Start of The data

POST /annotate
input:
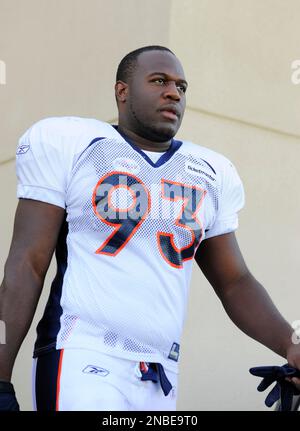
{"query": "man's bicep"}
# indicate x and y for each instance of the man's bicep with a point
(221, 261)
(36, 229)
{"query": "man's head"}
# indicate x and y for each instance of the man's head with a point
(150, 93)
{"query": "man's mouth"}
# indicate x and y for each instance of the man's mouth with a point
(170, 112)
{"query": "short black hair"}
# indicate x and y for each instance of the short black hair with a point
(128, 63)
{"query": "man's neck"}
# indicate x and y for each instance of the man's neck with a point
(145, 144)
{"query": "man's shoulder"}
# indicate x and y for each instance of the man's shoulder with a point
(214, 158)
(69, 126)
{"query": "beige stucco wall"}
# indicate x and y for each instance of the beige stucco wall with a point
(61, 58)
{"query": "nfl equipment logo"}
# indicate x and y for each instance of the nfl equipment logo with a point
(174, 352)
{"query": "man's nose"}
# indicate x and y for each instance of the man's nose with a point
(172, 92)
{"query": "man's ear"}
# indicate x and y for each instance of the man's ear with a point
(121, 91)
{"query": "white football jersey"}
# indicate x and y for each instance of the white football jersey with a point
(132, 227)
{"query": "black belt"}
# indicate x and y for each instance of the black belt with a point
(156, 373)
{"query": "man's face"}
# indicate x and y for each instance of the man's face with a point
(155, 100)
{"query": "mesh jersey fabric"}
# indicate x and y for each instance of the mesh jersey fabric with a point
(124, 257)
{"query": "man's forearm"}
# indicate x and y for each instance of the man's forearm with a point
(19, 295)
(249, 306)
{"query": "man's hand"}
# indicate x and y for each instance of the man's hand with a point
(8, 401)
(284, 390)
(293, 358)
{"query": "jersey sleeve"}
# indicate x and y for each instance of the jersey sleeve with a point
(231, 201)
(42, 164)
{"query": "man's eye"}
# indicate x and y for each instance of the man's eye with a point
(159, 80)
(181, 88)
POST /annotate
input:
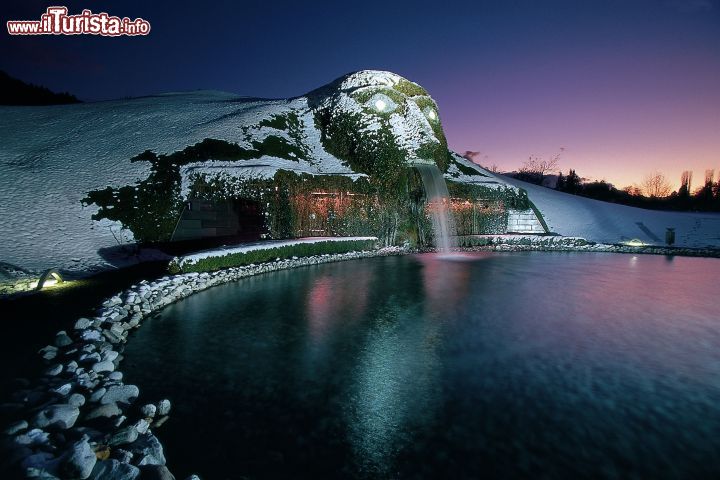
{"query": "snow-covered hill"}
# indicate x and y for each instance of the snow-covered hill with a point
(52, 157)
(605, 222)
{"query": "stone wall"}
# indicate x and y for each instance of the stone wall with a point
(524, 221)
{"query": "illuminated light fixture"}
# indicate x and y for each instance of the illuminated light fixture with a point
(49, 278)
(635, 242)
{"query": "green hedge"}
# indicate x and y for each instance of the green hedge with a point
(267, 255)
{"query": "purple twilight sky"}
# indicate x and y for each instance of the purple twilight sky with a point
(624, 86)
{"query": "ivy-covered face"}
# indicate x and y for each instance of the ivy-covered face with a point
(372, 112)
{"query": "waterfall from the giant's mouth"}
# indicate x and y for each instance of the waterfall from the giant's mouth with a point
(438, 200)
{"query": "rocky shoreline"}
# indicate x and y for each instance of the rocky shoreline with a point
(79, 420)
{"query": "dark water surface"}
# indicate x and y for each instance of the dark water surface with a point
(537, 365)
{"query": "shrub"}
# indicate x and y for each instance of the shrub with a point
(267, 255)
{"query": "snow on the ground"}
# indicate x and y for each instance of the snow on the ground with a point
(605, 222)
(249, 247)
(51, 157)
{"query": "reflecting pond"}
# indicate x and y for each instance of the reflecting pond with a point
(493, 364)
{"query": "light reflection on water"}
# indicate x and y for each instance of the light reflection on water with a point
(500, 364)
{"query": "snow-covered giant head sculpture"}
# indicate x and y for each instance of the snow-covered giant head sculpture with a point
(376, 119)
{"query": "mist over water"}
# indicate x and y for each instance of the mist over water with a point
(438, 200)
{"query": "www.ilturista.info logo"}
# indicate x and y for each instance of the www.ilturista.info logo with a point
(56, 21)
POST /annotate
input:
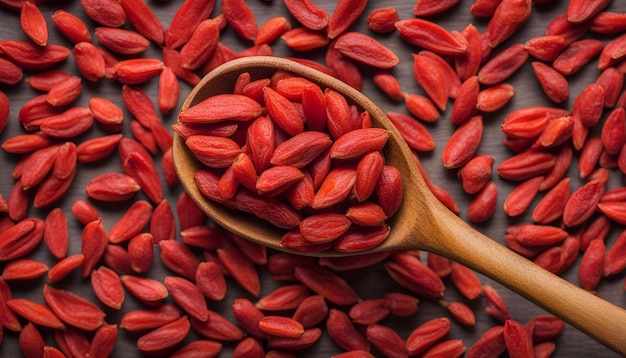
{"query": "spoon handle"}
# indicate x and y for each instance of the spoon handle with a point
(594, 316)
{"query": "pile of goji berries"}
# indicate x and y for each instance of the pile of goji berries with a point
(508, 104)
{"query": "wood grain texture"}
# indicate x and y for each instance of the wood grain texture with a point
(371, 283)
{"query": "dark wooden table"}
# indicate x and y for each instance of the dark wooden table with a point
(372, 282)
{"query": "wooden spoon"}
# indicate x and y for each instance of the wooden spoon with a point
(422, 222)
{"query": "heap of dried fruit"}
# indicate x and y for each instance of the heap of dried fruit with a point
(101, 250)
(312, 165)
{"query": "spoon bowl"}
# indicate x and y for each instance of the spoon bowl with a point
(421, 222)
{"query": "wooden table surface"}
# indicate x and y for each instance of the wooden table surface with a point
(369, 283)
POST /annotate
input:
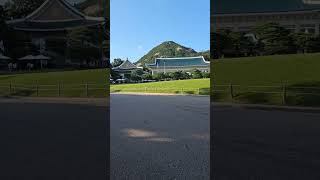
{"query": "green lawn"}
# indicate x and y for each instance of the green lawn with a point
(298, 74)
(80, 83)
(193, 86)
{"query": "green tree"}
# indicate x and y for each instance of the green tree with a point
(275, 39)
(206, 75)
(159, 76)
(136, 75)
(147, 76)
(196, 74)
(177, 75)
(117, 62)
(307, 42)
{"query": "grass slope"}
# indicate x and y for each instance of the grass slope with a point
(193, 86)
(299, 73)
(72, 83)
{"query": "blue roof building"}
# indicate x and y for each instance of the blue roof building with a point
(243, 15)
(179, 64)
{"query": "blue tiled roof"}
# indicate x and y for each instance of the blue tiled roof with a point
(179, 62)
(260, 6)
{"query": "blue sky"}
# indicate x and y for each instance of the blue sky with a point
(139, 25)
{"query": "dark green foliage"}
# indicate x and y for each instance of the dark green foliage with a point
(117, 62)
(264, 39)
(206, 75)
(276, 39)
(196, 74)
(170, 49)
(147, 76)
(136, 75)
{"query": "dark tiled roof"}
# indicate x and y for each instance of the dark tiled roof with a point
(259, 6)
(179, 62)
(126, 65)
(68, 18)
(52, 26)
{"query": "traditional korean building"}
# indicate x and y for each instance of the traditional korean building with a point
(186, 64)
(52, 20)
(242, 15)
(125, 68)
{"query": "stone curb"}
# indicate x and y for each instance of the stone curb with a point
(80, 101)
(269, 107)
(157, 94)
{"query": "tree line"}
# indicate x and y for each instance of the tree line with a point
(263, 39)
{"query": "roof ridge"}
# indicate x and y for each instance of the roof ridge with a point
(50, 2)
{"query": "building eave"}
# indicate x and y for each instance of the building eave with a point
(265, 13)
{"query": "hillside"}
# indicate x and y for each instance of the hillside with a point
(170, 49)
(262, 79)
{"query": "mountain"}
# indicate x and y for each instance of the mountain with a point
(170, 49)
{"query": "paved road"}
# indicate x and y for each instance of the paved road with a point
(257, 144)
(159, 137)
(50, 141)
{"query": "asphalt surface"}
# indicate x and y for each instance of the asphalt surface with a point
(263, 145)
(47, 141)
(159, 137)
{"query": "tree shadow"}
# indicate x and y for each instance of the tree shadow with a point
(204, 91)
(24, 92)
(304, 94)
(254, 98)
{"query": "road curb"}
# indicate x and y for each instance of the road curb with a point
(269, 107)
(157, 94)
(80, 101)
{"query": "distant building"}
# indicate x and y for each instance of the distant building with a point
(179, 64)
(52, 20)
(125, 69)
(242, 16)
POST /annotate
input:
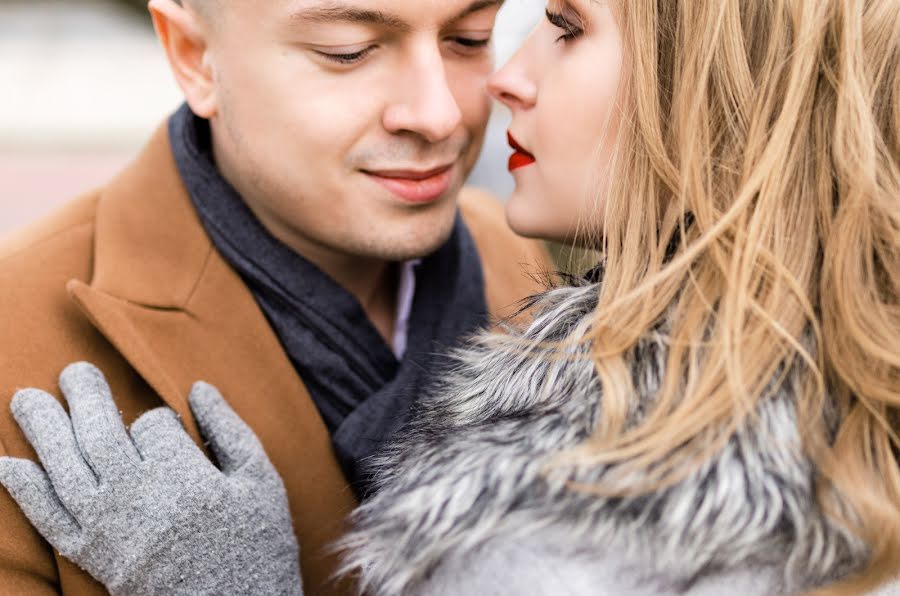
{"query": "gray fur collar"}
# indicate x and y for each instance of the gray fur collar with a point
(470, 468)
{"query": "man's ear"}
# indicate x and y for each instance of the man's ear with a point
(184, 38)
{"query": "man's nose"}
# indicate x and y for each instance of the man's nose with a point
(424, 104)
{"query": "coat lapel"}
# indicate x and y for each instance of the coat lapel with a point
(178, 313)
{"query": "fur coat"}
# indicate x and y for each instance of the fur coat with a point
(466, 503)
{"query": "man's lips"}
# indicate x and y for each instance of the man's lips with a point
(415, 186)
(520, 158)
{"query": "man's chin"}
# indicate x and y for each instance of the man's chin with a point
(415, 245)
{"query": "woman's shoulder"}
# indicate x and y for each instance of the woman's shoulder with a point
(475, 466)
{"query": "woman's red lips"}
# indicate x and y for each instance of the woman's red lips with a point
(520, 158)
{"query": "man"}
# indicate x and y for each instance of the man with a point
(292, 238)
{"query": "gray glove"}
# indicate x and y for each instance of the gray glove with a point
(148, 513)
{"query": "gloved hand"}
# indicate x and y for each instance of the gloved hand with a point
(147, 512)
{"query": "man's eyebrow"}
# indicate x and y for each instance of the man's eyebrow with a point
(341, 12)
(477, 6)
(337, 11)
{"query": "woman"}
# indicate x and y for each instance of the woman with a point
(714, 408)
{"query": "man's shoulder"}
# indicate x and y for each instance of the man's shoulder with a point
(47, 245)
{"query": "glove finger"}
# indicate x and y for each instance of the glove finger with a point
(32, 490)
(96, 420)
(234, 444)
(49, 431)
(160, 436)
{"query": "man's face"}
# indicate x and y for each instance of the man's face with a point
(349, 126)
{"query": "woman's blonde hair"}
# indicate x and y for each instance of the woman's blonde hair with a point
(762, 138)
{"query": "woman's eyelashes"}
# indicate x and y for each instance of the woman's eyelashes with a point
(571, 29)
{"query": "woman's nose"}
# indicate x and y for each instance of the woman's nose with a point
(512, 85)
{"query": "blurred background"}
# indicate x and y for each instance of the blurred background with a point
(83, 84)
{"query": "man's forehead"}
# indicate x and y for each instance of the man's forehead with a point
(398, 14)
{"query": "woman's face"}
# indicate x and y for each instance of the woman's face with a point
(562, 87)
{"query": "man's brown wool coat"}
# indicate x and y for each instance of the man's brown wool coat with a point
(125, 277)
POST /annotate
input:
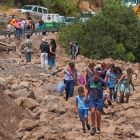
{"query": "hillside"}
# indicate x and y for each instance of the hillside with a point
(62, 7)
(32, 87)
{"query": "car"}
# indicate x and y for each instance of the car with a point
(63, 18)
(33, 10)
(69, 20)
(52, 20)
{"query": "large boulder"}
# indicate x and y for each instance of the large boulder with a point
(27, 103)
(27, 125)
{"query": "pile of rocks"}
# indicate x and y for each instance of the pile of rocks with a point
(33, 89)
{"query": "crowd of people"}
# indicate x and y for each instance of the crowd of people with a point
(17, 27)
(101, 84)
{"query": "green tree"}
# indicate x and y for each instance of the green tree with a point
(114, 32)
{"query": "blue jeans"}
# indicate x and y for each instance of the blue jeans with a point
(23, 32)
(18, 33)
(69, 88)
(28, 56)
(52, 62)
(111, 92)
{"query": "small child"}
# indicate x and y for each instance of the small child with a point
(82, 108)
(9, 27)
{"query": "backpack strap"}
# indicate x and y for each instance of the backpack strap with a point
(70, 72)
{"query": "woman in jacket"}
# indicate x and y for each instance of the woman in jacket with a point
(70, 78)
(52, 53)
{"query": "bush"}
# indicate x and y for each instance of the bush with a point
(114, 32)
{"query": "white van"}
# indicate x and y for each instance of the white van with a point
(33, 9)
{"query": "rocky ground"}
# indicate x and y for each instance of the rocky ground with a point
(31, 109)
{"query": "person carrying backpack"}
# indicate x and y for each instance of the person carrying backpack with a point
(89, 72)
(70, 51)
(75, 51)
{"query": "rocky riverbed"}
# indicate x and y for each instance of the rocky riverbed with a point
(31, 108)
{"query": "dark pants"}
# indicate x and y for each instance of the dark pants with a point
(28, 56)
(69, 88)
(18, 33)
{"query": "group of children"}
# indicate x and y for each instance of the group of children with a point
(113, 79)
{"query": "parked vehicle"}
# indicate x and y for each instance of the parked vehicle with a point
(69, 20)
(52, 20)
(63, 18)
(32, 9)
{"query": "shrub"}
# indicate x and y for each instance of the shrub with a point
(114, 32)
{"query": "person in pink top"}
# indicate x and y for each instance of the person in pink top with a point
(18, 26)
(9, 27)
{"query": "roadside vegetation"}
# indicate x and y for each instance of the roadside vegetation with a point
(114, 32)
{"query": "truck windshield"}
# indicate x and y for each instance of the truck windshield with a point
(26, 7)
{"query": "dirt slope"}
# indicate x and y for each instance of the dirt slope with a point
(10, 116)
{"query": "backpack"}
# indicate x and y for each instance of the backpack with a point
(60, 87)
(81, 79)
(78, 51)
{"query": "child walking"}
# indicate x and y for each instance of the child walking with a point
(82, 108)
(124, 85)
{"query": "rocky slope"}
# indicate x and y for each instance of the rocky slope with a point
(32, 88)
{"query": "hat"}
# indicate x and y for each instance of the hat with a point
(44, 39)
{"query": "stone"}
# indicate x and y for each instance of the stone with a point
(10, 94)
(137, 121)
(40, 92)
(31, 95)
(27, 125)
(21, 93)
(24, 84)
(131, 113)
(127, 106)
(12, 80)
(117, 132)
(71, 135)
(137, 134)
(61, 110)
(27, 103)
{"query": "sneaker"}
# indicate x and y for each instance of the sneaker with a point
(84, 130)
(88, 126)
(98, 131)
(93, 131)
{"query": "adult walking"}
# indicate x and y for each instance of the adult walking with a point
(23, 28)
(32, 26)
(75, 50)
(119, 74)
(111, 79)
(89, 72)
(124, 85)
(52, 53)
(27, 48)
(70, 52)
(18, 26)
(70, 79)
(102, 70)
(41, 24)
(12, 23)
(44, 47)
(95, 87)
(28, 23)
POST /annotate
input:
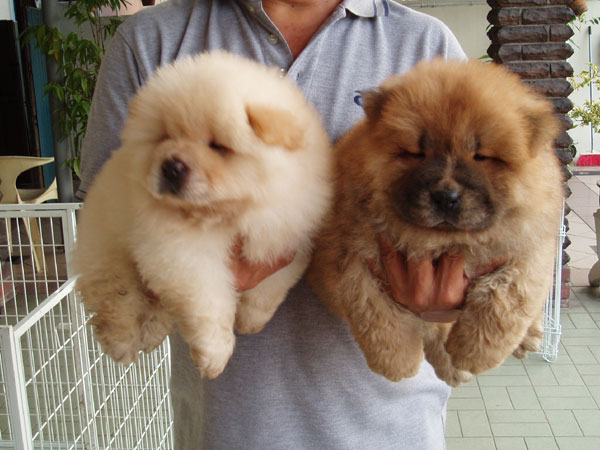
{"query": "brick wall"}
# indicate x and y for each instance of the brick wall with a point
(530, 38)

End of The data

> _Work to do_
Give only the number of lines in the material above that contain the string "white", treating uppercase and lowercase letters as different.

> _Answer for the task_
4